» **Texte fourni**
┌──

Il y a quelque chose dans les Buddenbrooks qui rappelle la Saga des Fossyte, dans laquelle John Galsworthy a dépeint une famille de patriciens anglais, avec ses grandeurs, sa dureté et ses défaillances.
*
* *
J'aurais voulu parler aussi de deux récits de Thomas Mann, qui sont parmi ses meilleurs, La Mort à Venise et Altesse Royale, mais je ne désespère pas de les voir traduits en français. Dans le premier, ce qui se révèle surtout, c'est l'admirable artiste qu'est Thomas Mann et, par certains côtés, ce petit roman n'est pas sans rappeler Tonio Kröger. C'est aussi l'histoire d'un écrivain, mais d'un écrivain tenté et chez qui cette nostalgie dont je parlais plus haut prend les formes les plus dangereuses,—si dangereuses qu'elles le conduisent à la mort. Thomas Mann n'a certainement jamais cessé d'entendre l'appel insidieux qui se cache à peine dans la musique de Wagner. La Mort à Venise, il faut le reconnaître, est une œuvre profondément germanique, du moins par le sentiment, sinon par la forme. Quant à Altesse Royale, c'est une de ces peintures de petite principauté que l'on aime tant à lire et dont l'attrait constitue un des agréments de la Chartreuse de Parme, comme il a créé au début une des causes du succès de Kœnigsmarck. Un humour très spécial, mêlé de tendresse, donne à l'histoire un ton de bonhomie acerbe et douce à la fois, d'une saveur très spéciale.
On trouvera ici quelques exemples de cet humour dans les nouvelles qui suivent Tonio Kröger et en particulier dans Un petit Bonheur; mais cet humour, on le verra, contient plus de tendresse pudique que de raillerie véritable, bien qu'il ne manque pas, quand il le faut, de traits suffisamment empoisonnés. Ces nouvelles feront voir, sous un jour varié, différents aspects du talent de M. Thomas Mann, mais aspects en quelque sorte mineurs; l'essentiel est d'une part dans le romancier des Buddenbrooks et d'autre part dans l'artiste qui a écrit Tonio Kröger et La Mort à Venise.
Tonio Kröger est une de ces œuvres courtes et parfaites, où l'on s'étonne que l'auteur ait pu faire entrer tant de choses. Plusieurs vies humaines, avec leurs traits essentiels, y sont résumées en quelques pages. Une œuvre d'art, à ce point réussie, reconnaissons-le, est rare chez un Allemand.

└──

(Libellés des points d'objets)
┌──

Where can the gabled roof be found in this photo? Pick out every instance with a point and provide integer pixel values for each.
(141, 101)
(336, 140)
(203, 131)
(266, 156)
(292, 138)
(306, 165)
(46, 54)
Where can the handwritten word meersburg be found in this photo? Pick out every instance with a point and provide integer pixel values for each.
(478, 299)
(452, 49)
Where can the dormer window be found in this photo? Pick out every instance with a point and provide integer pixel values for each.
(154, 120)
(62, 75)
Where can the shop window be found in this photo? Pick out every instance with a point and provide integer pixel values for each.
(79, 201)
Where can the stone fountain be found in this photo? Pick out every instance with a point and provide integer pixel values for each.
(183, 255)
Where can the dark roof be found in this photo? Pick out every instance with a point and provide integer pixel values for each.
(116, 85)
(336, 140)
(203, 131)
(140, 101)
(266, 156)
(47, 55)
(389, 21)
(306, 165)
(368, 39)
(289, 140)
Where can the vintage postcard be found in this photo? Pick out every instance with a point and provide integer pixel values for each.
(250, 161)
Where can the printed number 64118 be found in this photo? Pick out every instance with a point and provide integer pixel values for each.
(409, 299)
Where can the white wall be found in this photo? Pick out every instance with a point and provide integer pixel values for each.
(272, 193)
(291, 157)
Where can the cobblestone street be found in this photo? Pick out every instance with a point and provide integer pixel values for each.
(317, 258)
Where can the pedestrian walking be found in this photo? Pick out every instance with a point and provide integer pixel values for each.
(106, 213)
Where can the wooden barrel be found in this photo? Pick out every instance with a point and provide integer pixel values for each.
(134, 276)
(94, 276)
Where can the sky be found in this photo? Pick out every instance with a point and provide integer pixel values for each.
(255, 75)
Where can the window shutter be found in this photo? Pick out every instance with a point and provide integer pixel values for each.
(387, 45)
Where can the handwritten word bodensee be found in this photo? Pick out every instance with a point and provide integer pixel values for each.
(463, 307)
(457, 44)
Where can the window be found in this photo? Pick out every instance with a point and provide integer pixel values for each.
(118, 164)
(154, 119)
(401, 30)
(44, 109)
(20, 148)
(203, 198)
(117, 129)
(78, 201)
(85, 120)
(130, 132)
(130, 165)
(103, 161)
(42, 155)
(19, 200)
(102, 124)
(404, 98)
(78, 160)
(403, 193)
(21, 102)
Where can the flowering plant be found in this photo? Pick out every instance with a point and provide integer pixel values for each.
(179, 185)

└──

» **La consigne**
Pouvez-vous reprendre le texte sur l'œuvre de Thomas Mann et le poursuivre après sa dernière phrase ? Les entrées forment un matériau à part, distinct du texte.

» **Résultat obtenu**
J'ai un goût personnel intense pour ces récits puissants et concentrés dans lesquels la substance humaine se cristallise pour ainsi dire, et, merveilleusement réfractée, isole, sous une forme brillante et réduite comme le quartz, un grand morceau d'expérience. La Double Méprise, Le Mouchoir Rouge, L'Inutile Beauté ne tombent-elles pas sous cette définition,—et aussi L'Histoire de Chloé, de Meredith, Le Tour de Vis, de Henry James, L'Abandonnée, de Tourgueneff, Une banale Histoire, de Tchékov, La Soirée avec M. Teste, de Paul Valéry? À ces admirables récits, je ne peux pas ne pas joindre Tonio Kröger.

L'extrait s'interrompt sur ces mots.